PROBLEM DETAILS
Your task is to copy the listing exactly. Drop any pictures from the copy.

===== STORED RECORDS =====

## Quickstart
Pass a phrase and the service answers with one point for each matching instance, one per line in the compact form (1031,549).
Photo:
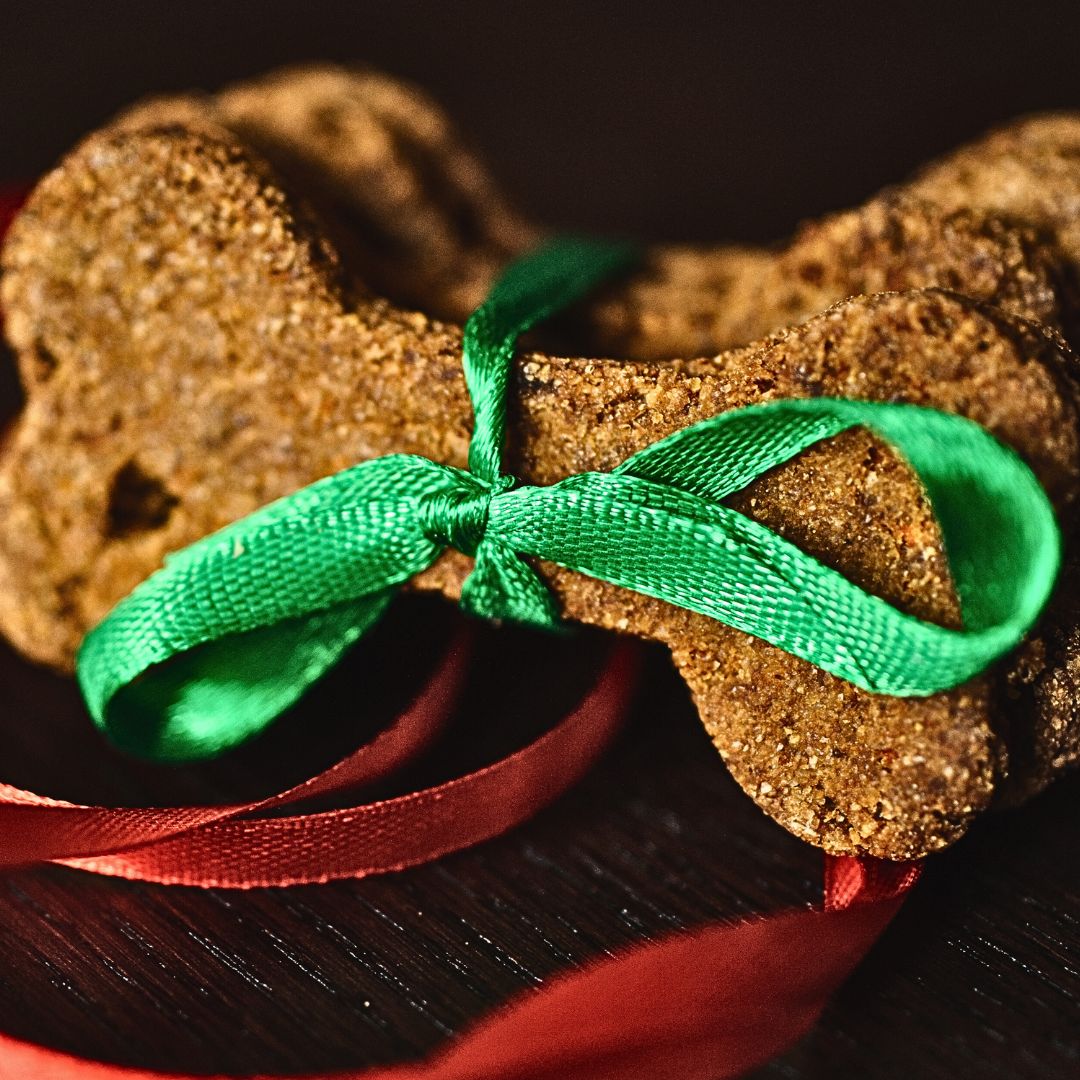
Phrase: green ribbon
(233,629)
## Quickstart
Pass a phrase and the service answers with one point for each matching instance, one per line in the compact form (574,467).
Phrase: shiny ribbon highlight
(234,628)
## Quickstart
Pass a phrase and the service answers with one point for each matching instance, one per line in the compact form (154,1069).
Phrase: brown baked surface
(193,347)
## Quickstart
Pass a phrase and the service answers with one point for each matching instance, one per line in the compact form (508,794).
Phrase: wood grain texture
(689,123)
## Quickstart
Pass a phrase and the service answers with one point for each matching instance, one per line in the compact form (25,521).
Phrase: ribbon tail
(502,586)
(216,696)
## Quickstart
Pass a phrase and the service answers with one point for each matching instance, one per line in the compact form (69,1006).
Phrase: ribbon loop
(250,617)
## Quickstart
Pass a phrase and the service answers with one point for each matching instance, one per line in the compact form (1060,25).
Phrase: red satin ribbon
(702,1004)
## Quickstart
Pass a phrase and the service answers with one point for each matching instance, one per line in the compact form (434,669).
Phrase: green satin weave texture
(233,629)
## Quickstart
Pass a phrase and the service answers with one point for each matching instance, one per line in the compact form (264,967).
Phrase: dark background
(679,122)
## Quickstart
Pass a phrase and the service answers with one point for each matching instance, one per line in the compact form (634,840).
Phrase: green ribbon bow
(233,629)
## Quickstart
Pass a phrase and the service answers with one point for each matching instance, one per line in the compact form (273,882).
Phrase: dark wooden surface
(703,123)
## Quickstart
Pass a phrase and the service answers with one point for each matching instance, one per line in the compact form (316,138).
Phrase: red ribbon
(701,1004)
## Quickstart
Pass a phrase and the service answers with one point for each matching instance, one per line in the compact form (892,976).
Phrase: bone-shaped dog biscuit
(998,220)
(193,349)
(386,162)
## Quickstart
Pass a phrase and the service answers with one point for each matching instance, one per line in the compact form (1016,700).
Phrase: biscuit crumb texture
(196,340)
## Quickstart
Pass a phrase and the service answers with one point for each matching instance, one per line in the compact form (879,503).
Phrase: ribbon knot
(234,628)
(457,517)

=====

RESPONSE
## Quickstart
Pass a phrase and the service answers with one point for each matching instance, one per line in the compact form (1031,549).
Photo:
Phrase: green ribbon
(233,629)
## Quickstart
Pass a phrase and the service answers with one point for each matching instance, one per line in the compact form (574,467).
Phrase: shiny ribbon highlight
(234,628)
## Quickstart
Pass a phrase and the service answers with one point for each matching instance, one per line in the compact form (154,1069).
Phrase: brown baked surface
(193,347)
## Quickstart
Pass a phrase and the service answers with one point for each matching instance, one per line in the compact form (508,794).
Phrase: wood grain texture
(689,123)
## Quickstart
Pass a phrase and the service answers with one point for each matching instance, one per line in the compact form (25,521).
Phrase: ribbon tail
(502,586)
(216,696)
## Quickstart
Pass a phrase and the service answers with one point for each matching instance, one per line in the compact form (69,1006).
Phrase: ribbon loop
(250,617)
## Quickstart
Pass a phrase and the service answers with one point for each matching instance, one per line in the compact form (1060,25).
Phrase: red satin ribbon
(702,1004)
## Quickstart
Pass a phrase and the service answers with one point for each matching instance, one per line in the compact form (434,669).
Phrase: green satin weave texture
(233,629)
## Quickstart
Pass a phrase and the service answers with one point for each matching instance, one per line in the compact form (264,967).
Phrase: dark background
(679,122)
## Quickstart
Pass a phrase and the service answers with one point for each matching instance, one per line in the compact form (634,840).
Phrase: green ribbon bow
(233,629)
## Quickstart
Pass a phrase and the service answers with one point for each matching instance, one per line in the compact form (273,882).
Phrase: dark wooden surface
(703,123)
## Quickstart
Pass a phrase and the service answers with one point for each matching instance, one per line in the compact form (316,138).
Phrase: red ribbon
(701,1004)
## Quickstart
Pass a phrase and the service answers with one point for each matching instance, one per line in the compact form (892,976).
Phrase: bone-shaped dog biscuit
(998,220)
(193,349)
(386,162)
## Quickstart
Pass a phrase and the service answers with one point for each matching instance, one per line in the compact form (1016,700).
Phrase: biscuit crumb texture
(196,340)
## Quickstart
Pass a phrase and the service answers with one point for each matching instance, one per line in the compact form (879,503).
Phrase: ribbon knot
(234,628)
(457,517)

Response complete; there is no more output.